### [Brief]
Swap each "put a marker on" in the rows below for "place a marker on" and write the lines out again, keeping everything else unchanged.

[Source records]
•••••
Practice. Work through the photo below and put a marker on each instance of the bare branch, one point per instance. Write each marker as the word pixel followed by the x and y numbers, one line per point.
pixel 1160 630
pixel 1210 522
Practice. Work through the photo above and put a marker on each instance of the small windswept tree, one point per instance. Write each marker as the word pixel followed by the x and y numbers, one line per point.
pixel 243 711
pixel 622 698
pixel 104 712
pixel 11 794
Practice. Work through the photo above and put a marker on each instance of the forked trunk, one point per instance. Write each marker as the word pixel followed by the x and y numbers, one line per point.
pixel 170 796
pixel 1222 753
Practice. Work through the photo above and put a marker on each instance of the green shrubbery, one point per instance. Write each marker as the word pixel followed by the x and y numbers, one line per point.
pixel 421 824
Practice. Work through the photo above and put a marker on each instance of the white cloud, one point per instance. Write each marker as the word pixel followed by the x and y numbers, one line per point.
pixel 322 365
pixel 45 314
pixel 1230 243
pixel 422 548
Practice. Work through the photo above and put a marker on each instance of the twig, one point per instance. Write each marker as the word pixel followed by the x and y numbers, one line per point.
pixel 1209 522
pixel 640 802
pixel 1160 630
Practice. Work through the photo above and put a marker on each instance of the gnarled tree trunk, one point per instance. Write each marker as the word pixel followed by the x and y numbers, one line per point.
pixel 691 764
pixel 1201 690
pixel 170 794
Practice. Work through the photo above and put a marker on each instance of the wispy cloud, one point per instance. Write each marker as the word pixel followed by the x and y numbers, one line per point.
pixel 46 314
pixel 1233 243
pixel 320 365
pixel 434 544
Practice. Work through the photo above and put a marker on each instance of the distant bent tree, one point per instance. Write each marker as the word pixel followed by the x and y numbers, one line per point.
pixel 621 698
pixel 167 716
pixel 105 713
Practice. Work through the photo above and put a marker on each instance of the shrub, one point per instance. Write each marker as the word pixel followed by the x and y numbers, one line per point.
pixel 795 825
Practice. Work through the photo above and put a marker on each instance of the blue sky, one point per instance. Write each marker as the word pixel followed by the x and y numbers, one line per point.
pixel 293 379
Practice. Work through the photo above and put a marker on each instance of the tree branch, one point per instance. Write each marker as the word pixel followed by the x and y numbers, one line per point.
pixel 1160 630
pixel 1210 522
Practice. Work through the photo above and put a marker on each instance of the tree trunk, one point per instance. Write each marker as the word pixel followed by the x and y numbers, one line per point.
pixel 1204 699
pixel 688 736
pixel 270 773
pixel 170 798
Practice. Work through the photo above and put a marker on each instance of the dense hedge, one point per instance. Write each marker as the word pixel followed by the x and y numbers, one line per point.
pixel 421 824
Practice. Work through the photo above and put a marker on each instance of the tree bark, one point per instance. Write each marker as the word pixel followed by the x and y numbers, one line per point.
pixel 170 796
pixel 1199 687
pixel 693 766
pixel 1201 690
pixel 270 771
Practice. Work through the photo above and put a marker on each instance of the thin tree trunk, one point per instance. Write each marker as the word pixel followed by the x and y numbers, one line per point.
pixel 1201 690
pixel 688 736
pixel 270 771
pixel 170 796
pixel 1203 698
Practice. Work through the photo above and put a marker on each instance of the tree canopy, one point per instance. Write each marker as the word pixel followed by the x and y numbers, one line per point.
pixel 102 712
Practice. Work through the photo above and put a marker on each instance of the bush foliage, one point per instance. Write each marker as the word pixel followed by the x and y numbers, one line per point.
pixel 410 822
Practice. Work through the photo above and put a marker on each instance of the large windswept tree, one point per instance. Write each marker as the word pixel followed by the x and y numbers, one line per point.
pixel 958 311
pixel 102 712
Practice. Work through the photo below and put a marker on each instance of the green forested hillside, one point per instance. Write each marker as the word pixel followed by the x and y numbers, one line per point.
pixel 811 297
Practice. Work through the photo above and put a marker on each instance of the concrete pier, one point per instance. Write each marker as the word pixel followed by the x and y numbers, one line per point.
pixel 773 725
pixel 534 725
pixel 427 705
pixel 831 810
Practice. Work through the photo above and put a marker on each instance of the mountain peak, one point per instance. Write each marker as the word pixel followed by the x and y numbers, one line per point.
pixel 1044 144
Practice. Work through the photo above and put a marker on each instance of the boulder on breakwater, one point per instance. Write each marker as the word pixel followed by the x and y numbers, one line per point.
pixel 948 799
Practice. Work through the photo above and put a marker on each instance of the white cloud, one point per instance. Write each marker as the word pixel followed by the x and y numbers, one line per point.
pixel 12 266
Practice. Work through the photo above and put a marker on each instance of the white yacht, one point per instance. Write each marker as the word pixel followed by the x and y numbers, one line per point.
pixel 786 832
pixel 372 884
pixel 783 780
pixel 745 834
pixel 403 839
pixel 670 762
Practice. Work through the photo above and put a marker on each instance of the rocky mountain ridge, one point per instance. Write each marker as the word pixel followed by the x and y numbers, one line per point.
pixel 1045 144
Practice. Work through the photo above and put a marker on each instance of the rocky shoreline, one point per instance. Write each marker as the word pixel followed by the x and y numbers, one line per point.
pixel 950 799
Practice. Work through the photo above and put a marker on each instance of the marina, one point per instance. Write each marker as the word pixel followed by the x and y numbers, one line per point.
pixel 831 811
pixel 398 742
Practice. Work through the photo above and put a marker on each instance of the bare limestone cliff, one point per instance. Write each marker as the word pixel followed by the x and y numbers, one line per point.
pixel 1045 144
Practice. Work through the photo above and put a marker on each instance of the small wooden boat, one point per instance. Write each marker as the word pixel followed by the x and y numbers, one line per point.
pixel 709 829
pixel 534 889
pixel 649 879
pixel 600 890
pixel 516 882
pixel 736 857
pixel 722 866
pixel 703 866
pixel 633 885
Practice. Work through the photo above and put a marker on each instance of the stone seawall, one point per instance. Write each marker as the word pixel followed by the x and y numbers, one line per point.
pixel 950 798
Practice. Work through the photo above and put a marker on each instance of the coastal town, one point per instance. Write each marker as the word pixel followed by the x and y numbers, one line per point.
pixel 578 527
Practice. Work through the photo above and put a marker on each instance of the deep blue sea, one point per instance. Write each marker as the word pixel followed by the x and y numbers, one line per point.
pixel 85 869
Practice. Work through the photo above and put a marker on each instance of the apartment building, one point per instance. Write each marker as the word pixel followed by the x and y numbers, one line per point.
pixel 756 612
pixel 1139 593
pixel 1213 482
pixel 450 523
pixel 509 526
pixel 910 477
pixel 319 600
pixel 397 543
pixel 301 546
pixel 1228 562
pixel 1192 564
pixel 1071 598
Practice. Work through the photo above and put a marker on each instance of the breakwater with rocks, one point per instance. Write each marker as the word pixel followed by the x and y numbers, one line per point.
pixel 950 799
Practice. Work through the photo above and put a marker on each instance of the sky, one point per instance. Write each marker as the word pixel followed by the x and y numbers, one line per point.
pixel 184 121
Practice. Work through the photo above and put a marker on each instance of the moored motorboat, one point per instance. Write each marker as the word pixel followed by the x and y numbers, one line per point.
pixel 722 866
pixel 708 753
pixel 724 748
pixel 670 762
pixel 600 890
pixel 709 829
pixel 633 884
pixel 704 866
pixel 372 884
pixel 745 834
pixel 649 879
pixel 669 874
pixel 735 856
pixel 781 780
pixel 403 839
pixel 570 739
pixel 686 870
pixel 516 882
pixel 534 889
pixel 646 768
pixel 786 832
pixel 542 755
•••••
### [Finished exercise]
Practice. Work through the photo below and place a marker on each instance of the bare branch, one point per instance. Write each marker as the word pixel followed by the x and y numbers, one line per point.
pixel 1160 630
pixel 1210 522
Practice. Work through the photo above and place a marker on each instance of the small windswept tree, one point per instance. Write each marker as the word pixel followed by the x and y numbers, one line per point.
pixel 243 711
pixel 622 698
pixel 104 712
pixel 11 794
Practice. Work through the photo above and place a marker on each instance of the forked trunk, one point per instance. Write each marker as the word pixel followed by the x and y numbers, one line per point.
pixel 170 796
pixel 1222 753
Practice. Work through the photo above and place a marker on each instance of the green shrubbery, one point per instance. Write each marker as the word pixel followed by the x and y numbers, one line per point.
pixel 421 824
Practice. Work through the photo above and place a marker on each instance of the white cloud, one point per instance. Write each marker as the word pixel followed by the x and y numbers, one line per point.
pixel 322 365
pixel 45 314
pixel 1230 243
pixel 422 548
Practice. Work through the photo above and place a marker on each instance of the twig, one point per instance. Write each marker as the word pixel followed by the x and y numbers, one line per point.
pixel 1209 522
pixel 640 802
pixel 1160 630
Practice. Work through the photo above and place a marker on each instance of the gnarled tree trunk, one point per instance. Write each marker as the word pixel followed by the x and y numbers, one line per point.
pixel 691 764
pixel 1201 690
pixel 170 794
Practice. Work through the photo above and place a marker on each instance of the wispy cloud, one point per instance. Write each marker as the word pixel followed by the x and y numbers, one line per point.
pixel 46 314
pixel 1233 243
pixel 320 365
pixel 434 544
Practice. Work through the photo above and place a marker on each instance of the distant bent tree, one point per instance. Write each marker as the word pixel followed by the x and y numbers, one line per point.
pixel 621 698
pixel 167 716
pixel 105 713
Practice. Work through the photo above and place a marker on each instance of the shrub, one point per instance. Write each marker as the word pixel followed by the x and y numbers, one line per point.
pixel 795 825
Practice. Work through the photo above and place a marker on each instance of the blue sky, one point per instance. Write each marker as the word pixel followed by the x and y numbers, one line per point.
pixel 293 379
Practice. Work through the photo above and place a marker on each instance of the tree branch, one point per instance. Write each marker as the word pixel followed by the x and y numbers, one line per point.
pixel 1160 630
pixel 1210 522
Practice. Work through the photo above and place a marker on each instance of the tree trunk, one point per instance. Write each marker as the word pixel followed by the x and y numbers, one line per point.
pixel 1204 699
pixel 688 736
pixel 270 773
pixel 170 798
Practice. Work through the photo above and place a marker on each instance of the dense hedge, one point per instance. Write each marker as the word pixel followed by the x and y numbers, one line per point.
pixel 421 824
Practice. Work through the photo above and place a marker on each instance of the tree bark, one point per instance. Write each marker as the word pixel followed by the x and y numbers, one line per point.
pixel 170 796
pixel 1199 687
pixel 693 766
pixel 1201 690
pixel 270 771
Practice. Work through the photo above and place a marker on each instance of the thin tree trunk, one point per instance. Write each marker as the word pixel followed by the x and y numbers, one line per point.
pixel 1201 690
pixel 688 736
pixel 270 771
pixel 170 796
pixel 1203 698
Practice. Work through the photo above and place a marker on each instance of the tree canopy, one point per instance. Write each marker as the word pixel followed by the x and y numbers, one line per point.
pixel 102 712
Practice. Work through the photo above and place a marker on each instance of the bush foliage, one point per instance. Write each marker as the word pixel followed by the x and y numbers, one line per point.
pixel 410 822
Practice. Work through the photo above and place a marker on each instance of the large windswept tree, one point per instance. Write each marker as the word pixel followed by the x and y numbers, one line per point.
pixel 958 311
pixel 102 712
Practice. Work through the photo below and place a marker on each instance of the green forested hillside, one point per instance. Write each marker as the word pixel followed by the x and y numbers, one line per point.
pixel 811 297
Practice. Work through the photo above and place a marker on each instance of the concrete pier, one point per instance. Write each marker as the word pixel followed by the x and y numbers, one line per point.
pixel 773 725
pixel 534 725
pixel 427 705
pixel 831 810
Practice. Work through the photo above and place a marker on each instance of the mountain peak, one point per instance. Write each marker as the word pixel followed by the x and y numbers, one line per point.
pixel 1044 144
Practice. Work through the photo above and place a marker on each instance of the boulder on breakwater, one point per instance. Write each marker as the word pixel followed by the x and y numbers, one line per point.
pixel 948 799
Practice. Work through the photo above and place a marker on each instance of the white cloud, one point per instance. Write each marker as the word pixel followed by the x and y numbers, one line per point.
pixel 12 266
Practice. Work through the photo above and place a marker on each instance of the white yacht, one point per instance. Write each marker as the word pixel followed by the x and y numbers, one line per point.
pixel 786 832
pixel 372 884
pixel 783 780
pixel 745 834
pixel 403 839
pixel 670 762
Practice. Work through the photo above and place a marker on each instance of the rocky mountain ridge, one point per instance. Write each marker as the word pixel followed by the x and y numbers, one line per point.
pixel 1045 144
Practice. Work through the photo above and place a marker on each instance of the rocky shoreline, one point per instance. Write each marker as the word pixel followed by the x and y numbers, one line per point.
pixel 950 799
Practice. Work through the photo above and place a marker on each instance of the marina, one point per instance. Write each marker as the word pixel followed by the x and y numbers, one line per point.
pixel 831 811
pixel 398 742
Practice. Work through the photo above and place a marker on each instance of the bare limestone cliff, one point per instance. Write each marker as the word pixel followed by the x and y numbers, one line per point.
pixel 1045 144
Practice. Work through the photo above and place a marker on each instance of the small wooden boat, one point per instance. Write each marker as the word pixel followed by the x and y numbers, one line per point.
pixel 709 829
pixel 534 889
pixel 649 879
pixel 600 890
pixel 516 882
pixel 736 857
pixel 722 866
pixel 703 866
pixel 633 885
Practice. Work through the photo above and place a marker on each instance of the stone seawall, one point per instance. Write each marker as the word pixel followed by the x and y numbers, one line per point.
pixel 950 798
Practice. Work through the photo above and place a marker on each instance of the coastal town, one point per instance. Write each marker as the word pixel followed by the x and y numbers, one line per point.
pixel 578 527
Practice. Work through the photo above and place a marker on each instance of the deep blue sea, one point per instance. Write each marker as the word pixel followed by the x and y numbers, one line per point.
pixel 85 869
Practice. Work through the photo above and place a marker on each instance of the apartment building, one point per instance. Write each marker as the word pixel followed by the x and y numbers, one line per point.
pixel 756 612
pixel 1139 593
pixel 1213 482
pixel 450 523
pixel 509 526
pixel 910 477
pixel 319 600
pixel 397 543
pixel 301 546
pixel 1228 562
pixel 1192 564
pixel 1071 598
Practice. Work through the photo above and place a marker on each instance of the breakwater with rocks, one point per instance. Write each marker as the word pixel followed by the x and y numbers, one line per point.
pixel 950 799
Practice. Work through the photo above and place a marker on each instance of the sky, one point per instance. Write each marker as the word pixel followed by the x and y numbers, one line per point.
pixel 184 121
Practice. Work through the photo above and place a marker on each instance of the moored motorboat, one point per instance. Write each marker as the word pixel followed by the x and y numbers, one line per point.
pixel 722 866
pixel 708 753
pixel 724 748
pixel 670 762
pixel 600 890
pixel 709 829
pixel 633 884
pixel 704 866
pixel 372 884
pixel 745 834
pixel 649 879
pixel 669 874
pixel 735 856
pixel 781 780
pixel 403 839
pixel 570 739
pixel 686 870
pixel 516 882
pixel 534 889
pixel 646 768
pixel 786 832
pixel 542 755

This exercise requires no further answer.